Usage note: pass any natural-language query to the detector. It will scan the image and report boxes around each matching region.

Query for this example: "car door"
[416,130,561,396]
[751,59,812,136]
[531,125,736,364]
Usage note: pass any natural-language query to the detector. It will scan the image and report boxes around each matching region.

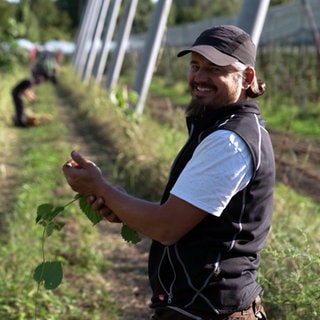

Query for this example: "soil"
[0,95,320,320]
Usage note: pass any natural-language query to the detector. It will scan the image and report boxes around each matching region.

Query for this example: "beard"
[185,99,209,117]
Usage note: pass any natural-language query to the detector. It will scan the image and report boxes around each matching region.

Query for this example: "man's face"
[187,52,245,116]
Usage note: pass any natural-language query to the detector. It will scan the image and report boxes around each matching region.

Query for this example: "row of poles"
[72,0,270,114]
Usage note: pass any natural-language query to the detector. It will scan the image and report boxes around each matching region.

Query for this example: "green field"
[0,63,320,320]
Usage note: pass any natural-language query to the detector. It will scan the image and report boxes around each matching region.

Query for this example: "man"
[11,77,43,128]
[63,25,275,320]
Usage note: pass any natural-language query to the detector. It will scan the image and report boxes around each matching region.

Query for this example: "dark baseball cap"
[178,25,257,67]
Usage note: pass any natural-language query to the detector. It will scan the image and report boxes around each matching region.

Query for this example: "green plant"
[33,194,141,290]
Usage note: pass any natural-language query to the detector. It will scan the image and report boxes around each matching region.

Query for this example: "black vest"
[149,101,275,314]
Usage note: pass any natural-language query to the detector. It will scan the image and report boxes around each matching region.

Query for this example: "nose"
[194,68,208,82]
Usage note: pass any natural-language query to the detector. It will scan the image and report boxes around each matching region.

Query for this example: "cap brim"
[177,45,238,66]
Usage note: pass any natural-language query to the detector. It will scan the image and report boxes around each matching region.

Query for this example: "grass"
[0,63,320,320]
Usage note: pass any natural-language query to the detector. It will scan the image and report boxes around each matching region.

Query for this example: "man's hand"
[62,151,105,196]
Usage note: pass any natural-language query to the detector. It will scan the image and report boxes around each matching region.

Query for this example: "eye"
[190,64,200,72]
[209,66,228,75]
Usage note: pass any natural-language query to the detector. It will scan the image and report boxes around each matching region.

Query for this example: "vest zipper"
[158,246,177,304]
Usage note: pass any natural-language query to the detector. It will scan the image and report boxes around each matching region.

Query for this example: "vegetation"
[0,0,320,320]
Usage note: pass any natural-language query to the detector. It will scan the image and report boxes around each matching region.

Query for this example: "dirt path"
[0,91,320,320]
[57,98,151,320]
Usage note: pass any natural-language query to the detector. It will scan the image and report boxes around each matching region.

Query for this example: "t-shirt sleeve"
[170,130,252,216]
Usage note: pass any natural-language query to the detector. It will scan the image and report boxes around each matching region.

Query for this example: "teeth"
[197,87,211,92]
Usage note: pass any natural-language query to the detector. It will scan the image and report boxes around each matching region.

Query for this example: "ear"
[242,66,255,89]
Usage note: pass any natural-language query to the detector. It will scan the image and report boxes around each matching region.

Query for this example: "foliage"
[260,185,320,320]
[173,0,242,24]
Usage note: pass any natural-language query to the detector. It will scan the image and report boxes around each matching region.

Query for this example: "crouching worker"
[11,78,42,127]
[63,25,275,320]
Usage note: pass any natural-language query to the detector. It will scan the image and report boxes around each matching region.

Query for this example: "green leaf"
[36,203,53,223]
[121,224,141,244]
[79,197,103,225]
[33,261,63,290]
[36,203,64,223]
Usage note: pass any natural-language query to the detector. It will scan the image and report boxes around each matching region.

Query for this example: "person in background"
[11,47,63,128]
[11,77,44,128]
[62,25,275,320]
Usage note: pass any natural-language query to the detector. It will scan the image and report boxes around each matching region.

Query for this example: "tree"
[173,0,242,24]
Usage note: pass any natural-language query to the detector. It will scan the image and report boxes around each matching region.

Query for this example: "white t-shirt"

+===+

GIVEN EXERCISE: Please quote, word for word, the stretch of lines above from the very first line through the line containing "[531,125,736,364]", including both of those lines.

EXERCISE RESPONSE:
Usage note: pass any natural-language query to the detector. It will scan the image and report boxes around each matching region.

Query for this example: "car door"
[416,130,561,396]
[751,59,812,136]
[531,125,736,364]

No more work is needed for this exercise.